» OBJECTIVES
1 – Reproduce verbatim the portion of the passage on dmraid and Linux software RAID starting with "The only difference" and going on through "fake RAID BIOS.".
2 – Count the lines of the listing that contain the string "raised", and reply with the number alone.

Second, the Linux kernel in memory starts up and uses the "initrd" RAM disk as if it was the root filesystem. An "init" script runs to configure everything required for accessing the real root partition. Normally that means loading Linux modules. You have to add "dmraid" so that the Device Mapper is set up and you can access the real root partition in the RAID array. When the "init" script is done, it mounts the real root partition and essentially does a "chroot".

Third, the "init" script starts the normal "init" task in the real root partition. The "init" task deallocates the memory used by the "initrd" RAM disk, and continues on with normal booting. The "init" task looks at "inittab" and performs the steps required for the run level that was specified in the boot parameters (or the default run level).

So, "dmraid" is only needed for the boot CD installing Slackware, and in the "initrd". After you've installed Linux, "dmraid" is really only used during booting. It is the Device Mapper driver in Linux that does the majority of the work after it has been configured by "dmraid". What I like about this approach is that the fake RAID works exactly like Linux software RAID. With the proprietary drivers for RAID controllers, you have "special" software that might or might not work right. At least with Linux RAID you have something that is well tested and maintained.

The only difference between using "dmraid" and normal Linux RAID is which method is used to configure the RAID arrays. After they are configured there is no difference. That's why I find it humorous when people suggest that I use Linux software RAID instead of "dmraid". Essentially I am using Linux software RAID. I'm just using "dmraid" to configure the Linux software RAID to match my metadata stored by my fake RAID BIOS.

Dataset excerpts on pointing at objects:
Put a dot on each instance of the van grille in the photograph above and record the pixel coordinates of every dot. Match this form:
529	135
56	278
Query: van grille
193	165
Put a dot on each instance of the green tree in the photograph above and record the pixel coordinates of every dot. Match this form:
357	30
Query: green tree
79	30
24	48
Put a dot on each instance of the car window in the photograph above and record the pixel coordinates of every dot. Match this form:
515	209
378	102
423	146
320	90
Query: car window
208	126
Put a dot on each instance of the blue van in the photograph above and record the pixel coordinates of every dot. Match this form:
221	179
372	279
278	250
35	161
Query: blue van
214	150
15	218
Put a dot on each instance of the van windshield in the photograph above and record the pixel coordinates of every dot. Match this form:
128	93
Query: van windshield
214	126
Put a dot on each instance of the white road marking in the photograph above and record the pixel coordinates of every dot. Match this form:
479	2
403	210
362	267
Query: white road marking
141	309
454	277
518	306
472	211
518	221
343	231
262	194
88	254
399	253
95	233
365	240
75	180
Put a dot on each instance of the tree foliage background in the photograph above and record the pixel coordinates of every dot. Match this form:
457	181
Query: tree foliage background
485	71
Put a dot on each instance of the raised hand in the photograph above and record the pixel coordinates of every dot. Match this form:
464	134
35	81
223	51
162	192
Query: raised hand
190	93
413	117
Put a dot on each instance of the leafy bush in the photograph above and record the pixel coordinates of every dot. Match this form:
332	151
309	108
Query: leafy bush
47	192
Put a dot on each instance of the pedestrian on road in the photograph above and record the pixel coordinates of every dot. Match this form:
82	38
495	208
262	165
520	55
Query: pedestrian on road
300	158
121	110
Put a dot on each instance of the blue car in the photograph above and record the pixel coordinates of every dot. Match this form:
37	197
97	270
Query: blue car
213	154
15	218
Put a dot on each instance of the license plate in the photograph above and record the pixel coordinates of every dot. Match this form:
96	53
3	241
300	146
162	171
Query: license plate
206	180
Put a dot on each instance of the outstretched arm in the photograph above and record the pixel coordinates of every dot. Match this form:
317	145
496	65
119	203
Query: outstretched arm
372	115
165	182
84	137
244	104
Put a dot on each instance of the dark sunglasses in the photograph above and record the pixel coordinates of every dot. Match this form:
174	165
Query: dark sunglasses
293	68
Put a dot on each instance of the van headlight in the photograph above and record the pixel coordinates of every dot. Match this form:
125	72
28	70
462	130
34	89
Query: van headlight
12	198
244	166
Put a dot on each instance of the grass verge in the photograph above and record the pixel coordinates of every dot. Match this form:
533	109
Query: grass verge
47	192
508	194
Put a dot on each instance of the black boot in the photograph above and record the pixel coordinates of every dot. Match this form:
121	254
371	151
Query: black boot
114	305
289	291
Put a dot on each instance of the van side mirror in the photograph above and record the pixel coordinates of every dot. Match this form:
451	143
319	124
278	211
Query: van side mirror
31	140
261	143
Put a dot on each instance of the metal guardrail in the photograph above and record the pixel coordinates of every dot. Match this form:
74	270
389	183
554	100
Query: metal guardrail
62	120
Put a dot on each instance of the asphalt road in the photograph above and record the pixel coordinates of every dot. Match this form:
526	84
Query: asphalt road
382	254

» RESULTS
1 –
The only difference between using "dmraid" and normal Linux RAID is which method is used to configure the RAID arrays. After they are configured there is no difference. That's why I find it humorous when people suggest that I use Linux software RAID instead of "dmraid". Essentially I am using Linux software RAID. I'm just using "dmraid" to configure the Linux software RAID to match my metadata stored by my fake RAID BIOS.

2 – 2